WHAT IS ASKED
**1)** According to the text on the private intelligence industry, what portion of the 2013 U.S. national intelligence budget was earmarked for the private sector?
**2)** Write the next portion of the text on the private intelligence industry, picking up after its final sentence.

PAGE

/---

Some private intelligence agencies use online perception management, social media influencing/manipulation campaigns, strategic disinformation (such as fake news production/propaganda production), opposition research and political campaigns using social media and artificial intelligence such as Psy-Group, Cambridge Analytica and Black Cube. The Atlantic Council's Digital Forensic Research Lab described the activity of Archimedes Group as practicing "information warfare". Former anti-corruption prosecutor Aaron Sayne said private intelligence is "an industry that's largely undocumented and has very flexible ethical norms" as agencies collect and use sensitive information "for one purpose on day one and some completely contradictory purpose on day two".

The private intelligence industry has boomed due to shifts in how the U.S. government is conducting espionage in the War on Terror. Some $56 billion (USD) or 70% of the $80 billion national intelligence budget of the United States was in 2013 earmarked for the private sector according to The New York Times Tim Shorrock. Functions previously performed by the Central Intelligence Agency (CIA), National Security Agency (NSA), and other intelligence agencies are now outsourced to private intelligence corporations.

\---

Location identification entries

/---

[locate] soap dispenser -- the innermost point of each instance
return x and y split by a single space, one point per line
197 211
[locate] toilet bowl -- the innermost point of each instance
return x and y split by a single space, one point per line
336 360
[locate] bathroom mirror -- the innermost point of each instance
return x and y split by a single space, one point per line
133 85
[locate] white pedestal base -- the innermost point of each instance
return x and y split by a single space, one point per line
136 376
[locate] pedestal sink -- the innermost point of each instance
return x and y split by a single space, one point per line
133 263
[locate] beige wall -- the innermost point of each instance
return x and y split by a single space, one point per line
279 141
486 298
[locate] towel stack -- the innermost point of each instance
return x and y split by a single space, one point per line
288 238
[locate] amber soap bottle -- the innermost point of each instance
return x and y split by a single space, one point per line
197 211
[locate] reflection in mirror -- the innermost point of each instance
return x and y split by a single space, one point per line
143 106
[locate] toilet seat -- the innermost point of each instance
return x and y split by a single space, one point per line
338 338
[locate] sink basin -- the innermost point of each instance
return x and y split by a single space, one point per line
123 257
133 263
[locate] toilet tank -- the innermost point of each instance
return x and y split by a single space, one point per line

\---

THE RESULTS
**1)** Some $56 billion, or 70% of the $80 billion budget.

**2)**
List of private intelligence companies

Active
AEGIS (UK)
AggregateIQ (Canada)
Archimedes Group (Israel)
Black Cube (Israel & UK)
Booz Allen Hamilton (US)
Control Risks Group (UK)
Emerdata Limited (UK)
Fusion GPS (US)
Groupe GEOS (France)
Hakluyt & Company (UK) 
Kroll Inc. (US)
NSO Group (Israel)
Oxford Analytica (UK)
Pinkerton National Detective Agency (US)
Smith Brandon International, Inc. (US)
Stratfor (US)

Inactive
Cambridge Analytica (UK)
Psy-Group (Israel)
SCL Group (UK)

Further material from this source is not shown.